- Task details -
Using the entries below, output exactly the line containing "for the trash" and all lines that follow it to the end.

- Data for review -
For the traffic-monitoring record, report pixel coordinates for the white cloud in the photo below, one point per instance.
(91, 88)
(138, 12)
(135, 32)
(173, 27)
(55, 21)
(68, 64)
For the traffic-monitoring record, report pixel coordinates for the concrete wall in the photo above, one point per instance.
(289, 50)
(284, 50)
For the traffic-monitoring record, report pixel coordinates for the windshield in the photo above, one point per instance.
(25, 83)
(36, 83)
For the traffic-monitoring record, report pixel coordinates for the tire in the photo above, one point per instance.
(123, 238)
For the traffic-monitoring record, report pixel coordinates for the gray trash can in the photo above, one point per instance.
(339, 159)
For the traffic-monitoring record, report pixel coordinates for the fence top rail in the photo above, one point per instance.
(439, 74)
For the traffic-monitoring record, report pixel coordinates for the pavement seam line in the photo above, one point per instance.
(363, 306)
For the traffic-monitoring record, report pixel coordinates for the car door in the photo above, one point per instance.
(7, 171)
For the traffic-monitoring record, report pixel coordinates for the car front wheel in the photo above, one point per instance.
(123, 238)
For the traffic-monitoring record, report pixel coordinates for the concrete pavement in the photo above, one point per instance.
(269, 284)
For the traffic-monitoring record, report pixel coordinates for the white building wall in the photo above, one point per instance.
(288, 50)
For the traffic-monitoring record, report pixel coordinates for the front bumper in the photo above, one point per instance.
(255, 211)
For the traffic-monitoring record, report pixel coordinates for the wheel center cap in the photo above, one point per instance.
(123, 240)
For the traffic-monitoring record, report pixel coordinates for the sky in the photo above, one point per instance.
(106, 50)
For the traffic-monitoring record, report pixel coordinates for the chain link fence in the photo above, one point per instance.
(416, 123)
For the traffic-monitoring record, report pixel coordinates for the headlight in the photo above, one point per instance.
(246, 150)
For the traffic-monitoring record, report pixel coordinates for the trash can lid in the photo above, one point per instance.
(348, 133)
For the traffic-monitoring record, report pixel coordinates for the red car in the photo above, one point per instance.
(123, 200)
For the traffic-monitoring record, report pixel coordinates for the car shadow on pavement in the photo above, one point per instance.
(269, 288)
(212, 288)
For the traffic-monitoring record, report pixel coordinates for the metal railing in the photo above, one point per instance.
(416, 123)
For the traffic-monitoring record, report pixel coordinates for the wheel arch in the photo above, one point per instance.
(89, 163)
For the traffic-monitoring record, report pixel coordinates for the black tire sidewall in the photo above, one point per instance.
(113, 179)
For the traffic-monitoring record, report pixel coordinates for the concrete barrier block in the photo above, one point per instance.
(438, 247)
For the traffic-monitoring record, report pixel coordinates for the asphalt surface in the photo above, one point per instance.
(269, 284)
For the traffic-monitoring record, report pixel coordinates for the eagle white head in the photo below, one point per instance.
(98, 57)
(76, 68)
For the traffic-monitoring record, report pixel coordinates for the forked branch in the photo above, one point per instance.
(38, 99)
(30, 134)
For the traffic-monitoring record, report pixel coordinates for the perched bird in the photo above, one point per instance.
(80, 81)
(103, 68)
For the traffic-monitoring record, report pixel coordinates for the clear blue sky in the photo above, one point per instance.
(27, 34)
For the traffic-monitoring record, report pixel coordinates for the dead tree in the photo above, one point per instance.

- Result for this exercise -
For the traffic-monitoring record, report pixel coordinates for the trash can lid in the photo above, one point per instance.
(348, 133)
For the traffic-monitoring record, report pixel coordinates for the red car in the photo above, one point per instance.
(123, 200)
For the traffic-monitoring record, report pixel coordinates for the car shadow on pavement in the photo above, one point per instance.
(269, 288)
(212, 288)
For the traffic-monitoring record, report pixel coordinates for the metal railing in the photo above, one point per instance.
(416, 123)
For the traffic-monitoring record, report pixel coordinates for the wheel arch in the photo above, one point per instance.
(89, 163)
For the traffic-monitoring record, report pixel coordinates for the black tire sidewall in the photo above, one point per instance.
(113, 179)
For the traffic-monitoring record, report pixel coordinates for the concrete barrier block in the photo above, one point per instance.
(438, 247)
For the traffic-monitoring record, report pixel coordinates for the asphalt surface in the photo above, one point per instance.
(269, 284)
For the traffic-monitoring record, report pixel coordinates for the eagle white head in the photo below, one point per instance.
(98, 57)
(76, 68)
For the traffic-monitoring record, report pixel coordinates for the forked branch in the photo above, one point per instance.
(38, 99)
(30, 134)
For the traffic-monitoring record, report pixel coordinates for the perched bird in the photo above, one point per instance.
(80, 81)
(103, 68)
For the traffic-monitoring record, report pixel coordinates for the clear blue sky in the photo above, one point per instance.
(27, 34)
For the traffic-monitoring record, report pixel coordinates for the dead tree in the photo above, one point per instance.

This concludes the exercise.